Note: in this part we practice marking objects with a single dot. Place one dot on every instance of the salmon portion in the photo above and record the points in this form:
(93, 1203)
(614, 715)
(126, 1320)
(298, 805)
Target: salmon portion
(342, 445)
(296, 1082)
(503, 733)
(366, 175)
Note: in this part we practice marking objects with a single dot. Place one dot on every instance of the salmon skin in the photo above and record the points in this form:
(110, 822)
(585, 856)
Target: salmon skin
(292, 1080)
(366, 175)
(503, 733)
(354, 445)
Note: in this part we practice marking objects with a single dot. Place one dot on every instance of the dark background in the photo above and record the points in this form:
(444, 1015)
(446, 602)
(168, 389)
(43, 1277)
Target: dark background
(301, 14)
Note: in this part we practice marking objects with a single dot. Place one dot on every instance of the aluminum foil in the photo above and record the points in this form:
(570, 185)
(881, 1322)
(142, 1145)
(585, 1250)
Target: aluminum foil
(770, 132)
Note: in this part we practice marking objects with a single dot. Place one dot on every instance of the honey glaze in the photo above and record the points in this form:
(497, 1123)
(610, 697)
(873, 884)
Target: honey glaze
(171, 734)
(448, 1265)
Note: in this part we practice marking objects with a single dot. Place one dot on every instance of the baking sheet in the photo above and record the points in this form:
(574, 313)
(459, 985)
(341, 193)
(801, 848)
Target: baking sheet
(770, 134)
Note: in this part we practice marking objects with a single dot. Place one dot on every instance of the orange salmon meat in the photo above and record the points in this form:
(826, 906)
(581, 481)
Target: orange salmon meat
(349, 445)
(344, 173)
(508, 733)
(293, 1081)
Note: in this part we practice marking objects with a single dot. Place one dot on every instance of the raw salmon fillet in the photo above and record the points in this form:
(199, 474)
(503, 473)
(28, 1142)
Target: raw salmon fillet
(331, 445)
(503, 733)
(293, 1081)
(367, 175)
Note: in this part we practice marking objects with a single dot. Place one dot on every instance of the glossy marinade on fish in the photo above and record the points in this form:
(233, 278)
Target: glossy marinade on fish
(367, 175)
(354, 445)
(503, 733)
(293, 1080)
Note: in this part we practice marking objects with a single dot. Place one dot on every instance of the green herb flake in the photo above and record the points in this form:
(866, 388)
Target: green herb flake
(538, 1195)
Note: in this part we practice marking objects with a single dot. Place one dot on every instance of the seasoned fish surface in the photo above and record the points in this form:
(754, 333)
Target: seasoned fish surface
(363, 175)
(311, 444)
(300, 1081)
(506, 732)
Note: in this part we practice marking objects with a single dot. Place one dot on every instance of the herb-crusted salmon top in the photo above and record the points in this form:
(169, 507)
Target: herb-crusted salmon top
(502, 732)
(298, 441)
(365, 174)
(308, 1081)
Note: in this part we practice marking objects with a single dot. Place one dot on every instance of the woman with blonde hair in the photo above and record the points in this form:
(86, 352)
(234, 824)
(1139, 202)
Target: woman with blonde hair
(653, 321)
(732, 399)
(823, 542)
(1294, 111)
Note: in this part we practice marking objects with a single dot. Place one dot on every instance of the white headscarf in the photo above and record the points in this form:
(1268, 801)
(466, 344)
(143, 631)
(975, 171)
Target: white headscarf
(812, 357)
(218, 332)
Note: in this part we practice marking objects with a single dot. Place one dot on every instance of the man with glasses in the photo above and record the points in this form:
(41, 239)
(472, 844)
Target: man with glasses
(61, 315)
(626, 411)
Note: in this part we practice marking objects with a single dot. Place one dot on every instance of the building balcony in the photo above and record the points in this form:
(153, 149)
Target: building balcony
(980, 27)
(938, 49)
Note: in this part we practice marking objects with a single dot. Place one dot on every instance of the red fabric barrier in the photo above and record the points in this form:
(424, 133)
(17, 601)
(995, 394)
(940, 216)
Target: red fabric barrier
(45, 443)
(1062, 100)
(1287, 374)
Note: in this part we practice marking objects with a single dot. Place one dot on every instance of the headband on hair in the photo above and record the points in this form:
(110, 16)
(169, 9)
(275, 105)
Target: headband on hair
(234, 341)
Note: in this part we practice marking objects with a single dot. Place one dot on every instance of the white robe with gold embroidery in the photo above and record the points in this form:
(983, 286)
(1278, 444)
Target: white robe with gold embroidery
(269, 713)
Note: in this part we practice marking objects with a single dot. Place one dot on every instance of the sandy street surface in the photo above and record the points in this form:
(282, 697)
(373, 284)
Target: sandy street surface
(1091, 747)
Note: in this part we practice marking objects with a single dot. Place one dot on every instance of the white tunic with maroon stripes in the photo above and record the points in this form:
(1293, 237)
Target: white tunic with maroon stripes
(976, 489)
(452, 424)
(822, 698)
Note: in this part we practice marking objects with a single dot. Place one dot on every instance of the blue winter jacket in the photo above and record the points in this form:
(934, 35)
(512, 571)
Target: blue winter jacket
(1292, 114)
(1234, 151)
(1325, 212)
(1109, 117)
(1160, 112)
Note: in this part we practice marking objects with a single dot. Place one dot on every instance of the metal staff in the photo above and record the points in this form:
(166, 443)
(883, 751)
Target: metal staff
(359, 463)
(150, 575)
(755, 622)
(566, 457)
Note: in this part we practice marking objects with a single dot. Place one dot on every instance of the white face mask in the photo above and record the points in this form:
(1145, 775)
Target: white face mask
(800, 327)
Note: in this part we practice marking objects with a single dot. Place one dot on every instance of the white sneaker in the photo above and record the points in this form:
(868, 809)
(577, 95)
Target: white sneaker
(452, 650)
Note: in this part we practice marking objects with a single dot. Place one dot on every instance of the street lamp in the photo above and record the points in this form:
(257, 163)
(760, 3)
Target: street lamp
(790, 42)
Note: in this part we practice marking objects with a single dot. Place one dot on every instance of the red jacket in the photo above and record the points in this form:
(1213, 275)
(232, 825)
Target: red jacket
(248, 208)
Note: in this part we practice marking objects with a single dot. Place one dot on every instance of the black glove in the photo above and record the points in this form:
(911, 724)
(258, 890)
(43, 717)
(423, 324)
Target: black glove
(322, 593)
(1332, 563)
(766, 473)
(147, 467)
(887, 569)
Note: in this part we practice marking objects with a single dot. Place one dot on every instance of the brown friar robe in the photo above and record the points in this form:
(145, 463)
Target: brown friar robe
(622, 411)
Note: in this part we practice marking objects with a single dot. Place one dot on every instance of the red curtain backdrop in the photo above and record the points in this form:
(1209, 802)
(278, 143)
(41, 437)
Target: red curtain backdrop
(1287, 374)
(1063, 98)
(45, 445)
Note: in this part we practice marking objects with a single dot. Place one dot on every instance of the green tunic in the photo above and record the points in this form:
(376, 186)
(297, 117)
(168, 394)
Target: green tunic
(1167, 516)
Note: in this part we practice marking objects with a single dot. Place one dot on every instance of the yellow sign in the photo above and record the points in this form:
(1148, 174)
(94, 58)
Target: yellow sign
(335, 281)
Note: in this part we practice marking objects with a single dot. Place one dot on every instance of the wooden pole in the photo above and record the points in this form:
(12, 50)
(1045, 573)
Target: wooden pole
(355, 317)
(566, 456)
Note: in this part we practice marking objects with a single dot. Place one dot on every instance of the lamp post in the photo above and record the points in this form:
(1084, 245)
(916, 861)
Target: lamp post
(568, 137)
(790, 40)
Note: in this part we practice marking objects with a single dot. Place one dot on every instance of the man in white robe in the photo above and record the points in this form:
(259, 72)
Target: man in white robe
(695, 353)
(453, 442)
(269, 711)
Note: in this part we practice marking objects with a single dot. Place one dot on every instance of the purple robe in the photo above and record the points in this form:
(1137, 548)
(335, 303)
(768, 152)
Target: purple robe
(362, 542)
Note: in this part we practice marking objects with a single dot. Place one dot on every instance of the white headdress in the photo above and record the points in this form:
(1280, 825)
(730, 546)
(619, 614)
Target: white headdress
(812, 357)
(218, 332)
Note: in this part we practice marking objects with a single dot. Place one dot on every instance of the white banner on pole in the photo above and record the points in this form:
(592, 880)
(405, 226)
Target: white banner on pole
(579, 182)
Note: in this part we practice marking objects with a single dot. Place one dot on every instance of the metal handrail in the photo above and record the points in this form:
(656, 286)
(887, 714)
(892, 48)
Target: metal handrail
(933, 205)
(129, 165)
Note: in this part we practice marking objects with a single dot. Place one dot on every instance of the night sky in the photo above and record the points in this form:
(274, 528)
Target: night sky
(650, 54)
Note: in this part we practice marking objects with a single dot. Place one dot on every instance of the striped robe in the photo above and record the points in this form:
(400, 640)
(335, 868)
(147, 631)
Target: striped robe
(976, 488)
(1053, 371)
========================================================================
*WORK ITEM*. Starting at the line with "of the night", retype each line through the final one in the data above, unchanged and with nothing added.

*RESULT OF THE TASK*.
Note: in this part we practice marking objects with a single dot. Place one dot on every instance of the night sky in the photo above and record the points in this form:
(274, 528)
Target: night sky
(650, 54)
Note: in this part we practice marking objects with a single dot. Place one dot on every instance of the striped robe in the photo above and record the points in this form:
(400, 640)
(335, 868)
(147, 631)
Target: striped robe
(976, 488)
(1053, 371)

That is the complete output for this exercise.